**EXCERPTED PASSAGE:**
++++++++++++++++++++

So what to do? As a mild haemophiliac I had the option, for the most part, of just waiting out the slow healing of my joint trauma injuries. And my mum, keen to find some way to ease my pain and bleeding from injuries to my joints looked into alternative medicines. Safe medicines, and as it turned out quite useless ones.

I recall lying on my couch strapping cotton wool soaked in arnica to my knee, or ankle, or elbow – tinctures – for years, of unnecessary pain and lost days suffered. It still makes me very angry to think someone, an adult, advised a haemophiliac child and their mother to undertake such nonsense.

So for those who are suspicious, I’ve tried things that don’t work too, and I also had good reasons. This treatment we are talking about isn’t that.

2. For those who have already lost time

I avoided any form of treatment for hep C following my ultimately unsuccessful interferon treatment in my early 20s. I had cleared the virus after the 6-month treatment. It was quite heartbreaking to discover it had returned in the 6thmonth following the end of treatment, and contributed to a period where I lost about a year of my studies – or of much of anything really – to that vague funk that accompanies interferon treatment, along with the distress of the unsuccessful aftermath that I found hard to take and the source of quite crippling anxiety.

++++++++++++++++++++

(Spatial localization data)

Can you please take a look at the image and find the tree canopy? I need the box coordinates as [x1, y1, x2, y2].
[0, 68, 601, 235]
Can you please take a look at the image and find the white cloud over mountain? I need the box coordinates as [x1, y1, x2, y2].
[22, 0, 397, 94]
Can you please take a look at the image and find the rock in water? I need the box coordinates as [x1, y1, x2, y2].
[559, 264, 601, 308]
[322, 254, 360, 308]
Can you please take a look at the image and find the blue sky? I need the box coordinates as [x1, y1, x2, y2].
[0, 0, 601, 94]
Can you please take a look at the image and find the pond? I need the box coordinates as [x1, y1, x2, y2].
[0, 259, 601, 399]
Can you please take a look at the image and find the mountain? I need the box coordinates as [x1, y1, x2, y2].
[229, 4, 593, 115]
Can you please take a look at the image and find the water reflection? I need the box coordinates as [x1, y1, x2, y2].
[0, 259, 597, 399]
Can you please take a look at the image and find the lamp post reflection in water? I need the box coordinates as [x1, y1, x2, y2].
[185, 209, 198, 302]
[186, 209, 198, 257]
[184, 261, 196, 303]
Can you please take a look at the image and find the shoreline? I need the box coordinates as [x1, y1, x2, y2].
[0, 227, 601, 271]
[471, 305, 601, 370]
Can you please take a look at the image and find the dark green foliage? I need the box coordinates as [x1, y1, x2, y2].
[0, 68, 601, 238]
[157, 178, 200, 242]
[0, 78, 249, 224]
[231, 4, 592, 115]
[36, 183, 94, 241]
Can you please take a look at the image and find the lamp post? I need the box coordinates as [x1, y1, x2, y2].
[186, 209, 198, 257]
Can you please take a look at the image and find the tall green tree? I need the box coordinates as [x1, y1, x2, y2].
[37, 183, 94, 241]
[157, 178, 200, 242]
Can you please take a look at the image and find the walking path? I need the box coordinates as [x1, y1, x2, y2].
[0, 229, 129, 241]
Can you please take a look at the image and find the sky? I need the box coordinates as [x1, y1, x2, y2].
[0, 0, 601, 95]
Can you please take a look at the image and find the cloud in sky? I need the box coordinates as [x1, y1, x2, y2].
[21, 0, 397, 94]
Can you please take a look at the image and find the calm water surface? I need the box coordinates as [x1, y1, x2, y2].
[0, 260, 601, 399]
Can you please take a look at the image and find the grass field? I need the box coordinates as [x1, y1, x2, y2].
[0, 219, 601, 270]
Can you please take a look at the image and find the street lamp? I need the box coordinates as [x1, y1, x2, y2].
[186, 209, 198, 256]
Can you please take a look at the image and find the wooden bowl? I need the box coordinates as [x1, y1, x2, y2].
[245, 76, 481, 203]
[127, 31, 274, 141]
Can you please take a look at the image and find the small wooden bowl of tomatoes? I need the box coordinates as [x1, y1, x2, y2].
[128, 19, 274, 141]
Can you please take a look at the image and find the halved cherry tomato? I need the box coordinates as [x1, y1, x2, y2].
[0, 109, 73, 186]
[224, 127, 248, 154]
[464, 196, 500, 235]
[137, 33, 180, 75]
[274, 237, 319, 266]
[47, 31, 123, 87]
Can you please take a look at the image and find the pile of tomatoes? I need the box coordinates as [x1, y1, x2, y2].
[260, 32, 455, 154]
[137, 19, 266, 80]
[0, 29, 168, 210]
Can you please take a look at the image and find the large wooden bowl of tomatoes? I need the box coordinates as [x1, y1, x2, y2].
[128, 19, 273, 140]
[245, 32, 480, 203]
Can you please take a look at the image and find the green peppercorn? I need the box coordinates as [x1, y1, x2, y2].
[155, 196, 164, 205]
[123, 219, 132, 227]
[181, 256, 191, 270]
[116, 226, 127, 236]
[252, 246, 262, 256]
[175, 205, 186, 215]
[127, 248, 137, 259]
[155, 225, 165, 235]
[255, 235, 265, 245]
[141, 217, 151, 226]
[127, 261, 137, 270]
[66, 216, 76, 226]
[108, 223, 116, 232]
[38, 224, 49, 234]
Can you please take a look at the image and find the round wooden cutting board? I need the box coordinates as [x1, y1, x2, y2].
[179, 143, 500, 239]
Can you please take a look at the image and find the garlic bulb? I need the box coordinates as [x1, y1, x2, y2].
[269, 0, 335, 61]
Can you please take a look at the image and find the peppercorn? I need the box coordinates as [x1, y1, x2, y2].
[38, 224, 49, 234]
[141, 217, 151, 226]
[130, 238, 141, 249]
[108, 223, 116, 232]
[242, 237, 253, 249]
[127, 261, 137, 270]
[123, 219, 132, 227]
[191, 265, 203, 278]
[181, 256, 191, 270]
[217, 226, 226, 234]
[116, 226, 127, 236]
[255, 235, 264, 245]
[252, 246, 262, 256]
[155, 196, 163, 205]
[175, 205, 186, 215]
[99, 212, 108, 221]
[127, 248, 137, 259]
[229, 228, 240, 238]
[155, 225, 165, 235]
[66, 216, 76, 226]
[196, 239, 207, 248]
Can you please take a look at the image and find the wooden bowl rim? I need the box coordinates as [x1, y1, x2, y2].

++++++++++++++++++++

**TASK GOAL:**
How might the personal account of haemophilia and hep C treatment go on from its last sentence? Carry it forward in the same voice.

**TASK RESULT:**
Any description of the treatments I’ve been offered over the years since involved lengthy commitments of up to 12 months, the possibility of side effects and unsatisfying cure rates, particularly for my genotype. I had already lost time and was not keen to lose more, to give up time  that could be spent on my post-grad studies, or later the projects I was working on such as Federation Square, later the time for my business I was building; it just didn’t seem worth it. I was yet to have a result from biopsy or ultrasound that showed the disease was doing any damage, so I waited. And I am now glad I did for the total time lost to this treatment, the one that worked, would be three trips to the pharmacy and two to the hepatitis clinic.

3. For those who are avoiding it

That said, waiting was not so easy. It’s a time spent wondering why I couldn’t feel comfortable to tell people that I have this disease, and that’s why I hide my toothbrushes away from accidental use by others.

The awkward explanations to new partners, when you aren’t exactly sure how much risk you are asking them to take.

The mornings after too many drinks the night before when you wonder if this really was the time that you’d finally done it to yourself, that the next fibroscan would come with bad news.

And so, like most people faced with the fear of bad news, I tried the avoiding it, missing scans and not chasing referrals, hoping my fears away.  Finding out that I no longer have anything to avoid, no longer need to worry about some future where my luck runs out really was such a release.

4. The last reason…

The last reason I’ll give is not really a specific argument against why a person might refuse to take treatment. It’s really just to say that the moment when the specialist looked at my results and turned casually saying, yep, you’re cured – there was a tone he had like there was never any other possibility – that was one of the most incredible moments of my life. Thirty-three years of carrying this disease with all the strange sense of shame, worry and wondering what might happen into the future evaporated like it never happened. And that’s a feeling you really do want.

On reflection it’s the lack of drama in this story that’s the real point. After so many years the end was so easy and ordinary.